Instructions for the task: Every record should be written out exactly, with the pictures left out.

Provided entries:
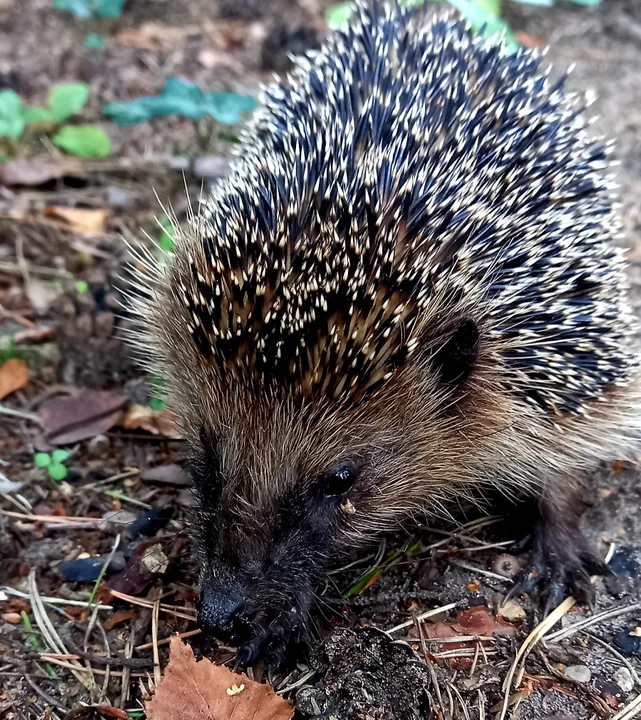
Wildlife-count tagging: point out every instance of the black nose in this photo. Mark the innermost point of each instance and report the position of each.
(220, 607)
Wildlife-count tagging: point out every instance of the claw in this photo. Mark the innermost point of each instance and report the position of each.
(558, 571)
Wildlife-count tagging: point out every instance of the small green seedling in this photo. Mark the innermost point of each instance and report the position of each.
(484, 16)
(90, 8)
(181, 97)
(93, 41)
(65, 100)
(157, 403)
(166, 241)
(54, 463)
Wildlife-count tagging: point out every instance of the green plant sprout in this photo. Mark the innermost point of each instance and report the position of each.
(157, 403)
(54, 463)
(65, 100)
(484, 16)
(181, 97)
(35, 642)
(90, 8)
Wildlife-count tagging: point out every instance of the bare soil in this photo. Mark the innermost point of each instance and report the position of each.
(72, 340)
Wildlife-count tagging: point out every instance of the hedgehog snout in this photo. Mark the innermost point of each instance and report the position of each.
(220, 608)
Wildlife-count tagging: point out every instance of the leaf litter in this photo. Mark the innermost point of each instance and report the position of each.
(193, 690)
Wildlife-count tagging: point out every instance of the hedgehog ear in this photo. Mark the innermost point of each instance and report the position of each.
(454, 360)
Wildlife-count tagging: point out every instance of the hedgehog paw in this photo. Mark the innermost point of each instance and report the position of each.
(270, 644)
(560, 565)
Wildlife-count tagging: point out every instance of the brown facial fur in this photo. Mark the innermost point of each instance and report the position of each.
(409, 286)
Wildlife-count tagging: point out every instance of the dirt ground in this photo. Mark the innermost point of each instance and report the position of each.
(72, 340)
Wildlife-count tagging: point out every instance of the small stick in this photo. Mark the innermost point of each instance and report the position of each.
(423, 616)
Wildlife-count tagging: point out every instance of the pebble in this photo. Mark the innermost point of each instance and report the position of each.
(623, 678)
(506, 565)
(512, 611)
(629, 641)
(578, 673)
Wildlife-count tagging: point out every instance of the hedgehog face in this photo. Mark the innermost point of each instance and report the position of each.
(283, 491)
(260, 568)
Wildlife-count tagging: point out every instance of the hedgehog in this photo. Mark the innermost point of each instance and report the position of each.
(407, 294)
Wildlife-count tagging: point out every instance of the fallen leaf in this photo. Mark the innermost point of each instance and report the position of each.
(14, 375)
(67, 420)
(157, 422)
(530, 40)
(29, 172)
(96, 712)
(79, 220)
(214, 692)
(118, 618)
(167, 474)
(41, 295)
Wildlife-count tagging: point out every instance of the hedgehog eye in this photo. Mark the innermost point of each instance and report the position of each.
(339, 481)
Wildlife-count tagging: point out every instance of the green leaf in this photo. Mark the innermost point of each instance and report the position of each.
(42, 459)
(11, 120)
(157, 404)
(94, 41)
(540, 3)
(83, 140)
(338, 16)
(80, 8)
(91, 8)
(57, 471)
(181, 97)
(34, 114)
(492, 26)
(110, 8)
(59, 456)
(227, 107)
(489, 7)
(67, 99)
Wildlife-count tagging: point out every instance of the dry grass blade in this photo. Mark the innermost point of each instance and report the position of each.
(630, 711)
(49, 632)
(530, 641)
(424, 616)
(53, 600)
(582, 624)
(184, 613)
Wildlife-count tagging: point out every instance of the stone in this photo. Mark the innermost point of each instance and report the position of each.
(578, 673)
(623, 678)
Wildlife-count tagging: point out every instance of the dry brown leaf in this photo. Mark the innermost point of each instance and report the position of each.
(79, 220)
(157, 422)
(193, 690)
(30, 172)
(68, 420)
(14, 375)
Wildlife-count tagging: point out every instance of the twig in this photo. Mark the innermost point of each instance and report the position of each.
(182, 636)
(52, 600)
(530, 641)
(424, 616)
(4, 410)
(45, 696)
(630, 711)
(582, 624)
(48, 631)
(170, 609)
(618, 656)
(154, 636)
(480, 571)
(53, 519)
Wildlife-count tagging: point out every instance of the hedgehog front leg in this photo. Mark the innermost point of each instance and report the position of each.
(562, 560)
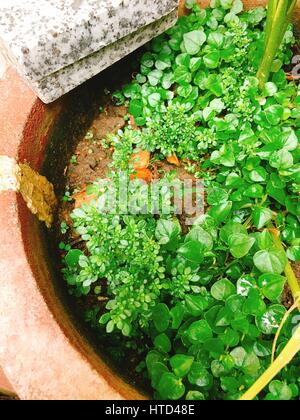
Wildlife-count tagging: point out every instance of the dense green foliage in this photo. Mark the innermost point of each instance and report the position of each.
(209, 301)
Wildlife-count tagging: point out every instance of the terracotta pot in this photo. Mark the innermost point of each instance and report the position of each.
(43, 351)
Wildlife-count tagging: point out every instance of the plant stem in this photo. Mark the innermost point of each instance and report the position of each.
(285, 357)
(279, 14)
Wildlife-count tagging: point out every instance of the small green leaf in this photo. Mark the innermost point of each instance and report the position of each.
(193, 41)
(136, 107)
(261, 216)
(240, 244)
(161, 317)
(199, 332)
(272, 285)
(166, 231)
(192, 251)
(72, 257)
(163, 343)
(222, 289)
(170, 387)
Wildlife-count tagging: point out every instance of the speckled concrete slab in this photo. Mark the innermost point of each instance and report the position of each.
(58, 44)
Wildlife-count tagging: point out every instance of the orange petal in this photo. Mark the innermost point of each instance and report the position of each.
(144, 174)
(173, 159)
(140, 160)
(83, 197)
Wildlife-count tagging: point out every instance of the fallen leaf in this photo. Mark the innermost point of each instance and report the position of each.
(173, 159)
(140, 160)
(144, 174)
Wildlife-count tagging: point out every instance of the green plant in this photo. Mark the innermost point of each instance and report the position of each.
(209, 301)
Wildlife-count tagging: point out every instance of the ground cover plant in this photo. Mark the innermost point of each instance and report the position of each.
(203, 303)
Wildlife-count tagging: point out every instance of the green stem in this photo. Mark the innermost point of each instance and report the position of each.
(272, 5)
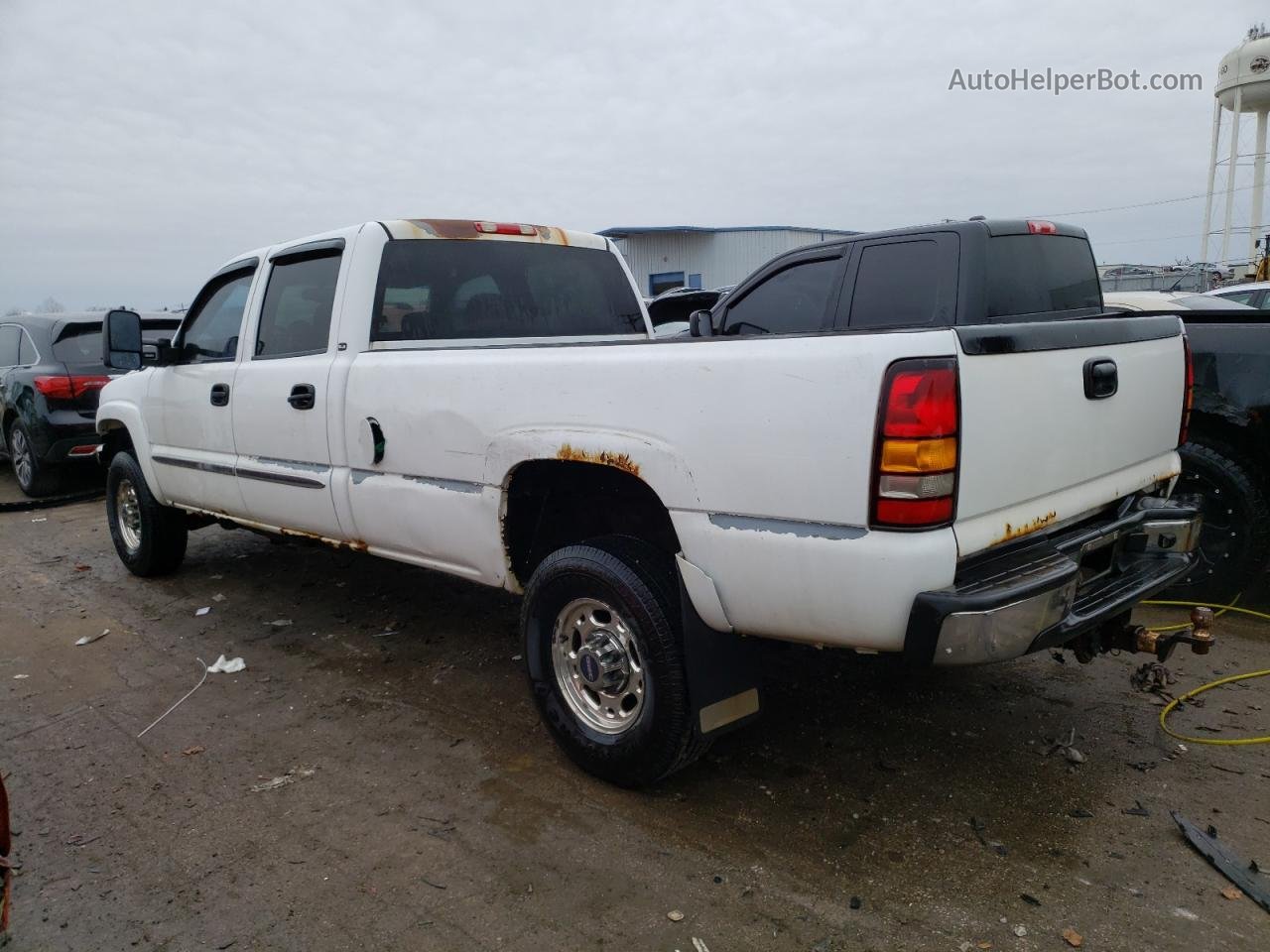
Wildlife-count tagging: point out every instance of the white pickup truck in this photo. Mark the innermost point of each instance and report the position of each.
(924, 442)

Output of the task:
Wildlife-count tagging: point out every instance of the black nose in this photo. Mark the innermost point of each instance and report the position of each.
(220, 607)
Wildlife-count tagging: point out every instance of the claw in this photo. Mark the innermost point of each instance and report the position of each.
(558, 571)
Wildlife-count tagging: point out every instance of the small green seedling in this photo. Mark the innermost point of each instance and report the position of each.
(484, 16)
(90, 8)
(181, 97)
(93, 41)
(65, 100)
(157, 403)
(166, 241)
(54, 463)
Wildlife-count tagging: point out every instance of the green plant sprout in this photo. Mark the innermost point of each instance and report the position of each.
(157, 403)
(54, 463)
(65, 100)
(484, 16)
(181, 97)
(35, 642)
(90, 8)
Wildlife-count tagging: point out every instance of the bare soil in this photo. Mark the innermost point of each instance and report the position of each.
(72, 340)
Wildlife-count tagging: point out every instance of the hedgehog snout in this photo. Mark the innermost point of each instance and report the position of each.
(220, 608)
Wildlife-count tagging: point out every instance of the leaf litter in this photo. Mark the innermost point of each instance and report the position of each.
(193, 690)
Wildlife-count tagging: point out every instance of the hedgehog ear in this photo. Mark the innermost point of each instance and report the position of each.
(454, 360)
Wildlife-count tagging: point out every instance of the hedgehog paw in this photo. Mark the innermost point of each instance and report the position of each.
(270, 644)
(560, 565)
Wildlife-count tagging: point out every instance of the brown facial fur in this photo. Mark the innermost point of each instance and report the position of each.
(409, 286)
Wildlife-count tagging: point out every instance of the dirt ground in this photo. Mark the innermost point of each instance and report the position of each.
(72, 340)
Wildlife-count tagging: point out every instance of the small stick in this photo. Mark the innermost point of each instance and report the position of each.
(423, 616)
Wildlife-count tagging: point out every instance of the pebble in this photo. Mark the innermost point of each instance and report the position of each.
(623, 678)
(506, 565)
(512, 611)
(629, 641)
(578, 673)
Wildlife-count tagging: point out every instance of the hedgehog face in this photo. Mark the innermost point of each instance and report the position of each.
(283, 491)
(260, 568)
Wildlife-count tagging: point out every instance of the hedgehog in this photo. Mark the innermost point of each instance and report the position of each.
(407, 294)
Wildlife-count tagging: point out every instance of the fallen leaf in this photo. Mark the innermost point of each instance and report the position of each.
(14, 375)
(67, 420)
(157, 422)
(530, 40)
(29, 172)
(96, 712)
(79, 220)
(214, 692)
(118, 618)
(167, 474)
(41, 295)
Wildlife-count tagging: point out every instance of the hedgehog eye in this photo. Mark the innermost point of each instance and report the position of each.
(339, 481)
Wildlife-count tagging: point out every instance of the green leaf in this photo. Mark the innermost point of each instance and report the position of each.
(42, 459)
(11, 120)
(157, 404)
(94, 41)
(540, 3)
(83, 140)
(338, 16)
(80, 8)
(91, 8)
(57, 471)
(181, 97)
(34, 114)
(492, 26)
(110, 8)
(59, 456)
(227, 107)
(489, 7)
(67, 99)
Wildlife-count tagging: point out every instance of the dry grass blade in this photo. Mark the innermost point of each instance and report the position of each.
(630, 711)
(49, 632)
(530, 641)
(424, 616)
(53, 600)
(582, 624)
(184, 613)
Wildlife-count tagging: point out every instance of the stone in this photo. Mark the innermost point of each instance and report the position of each.
(578, 673)
(623, 678)
Wildlife-count tagging: point out every instance of the dry brown leaf in this photo. Mark the innermost point of each instance and report the position of each.
(79, 220)
(157, 422)
(193, 690)
(30, 172)
(68, 420)
(14, 375)
Wildlife-count tagging: point out every instance of the twig in this photo. Mark the innermost point of each instance and report the position of each.
(182, 636)
(52, 600)
(530, 641)
(424, 616)
(4, 410)
(45, 696)
(630, 711)
(582, 624)
(48, 631)
(170, 609)
(618, 656)
(154, 636)
(480, 571)
(53, 519)
Wildlife-count tagging: point out every instance of the hedgehog front leg in this photo. Mark the innermost point of each instance and report the position of each.
(562, 560)
Wildlife-count tagging: point out every instance of the dense green foliage in this photo. Mark the innermost point of each instance and report the position of each.
(209, 301)
Wildlife-count tagging: point out every instance of the terracotta pot in this photo. Mark the innermost point of each instance and report the position of each.
(43, 351)
Wildlife-count tagging: point out every instance of the plant stem in this photo. Mark the innermost point of each instance and report the position of each.
(285, 357)
(279, 14)
Wildlife-count tagging: point out every instance of the small green leaf in this photo. Mark the innermost point of each instance and report the position of each.
(193, 41)
(136, 107)
(261, 216)
(240, 244)
(161, 317)
(199, 332)
(272, 285)
(166, 231)
(192, 251)
(72, 257)
(163, 343)
(222, 289)
(170, 387)
Wildlife-count tagging: point out every instance of the speckled concrete slab in this photo. Mark the innermost point of each instance and report the position of each.
(58, 44)
Wildlife-count tagging: point out every instance of the orange petal in this photo. Mark the innermost point of each instance and report the position of each.
(144, 174)
(173, 159)
(140, 160)
(83, 197)
Wildlife-count tagging: point out every instance of the fallen leaf in this photo. Mark the innermost point of each instance and report the position of each.
(173, 159)
(140, 160)
(144, 174)
Wildlife-count tagging: point out every instance of the green plant in this photo. Mark the innermost point of each instance and report the position of each.
(209, 301)
Wildlife-count tagging: point out every instance of the ground cover plant in this photo. Mark the innermost point of each instance and report the position of each.
(203, 303)
Wildlife-count tagging: point out every instance of the green stem in this photo. Mark the innermost point of each instance and report the position of each.
(272, 5)
Wildlife-count tagging: point out every instance of the white pickup truck in this photo. Mark the innermost point of each instance and report the position of each.
(924, 442)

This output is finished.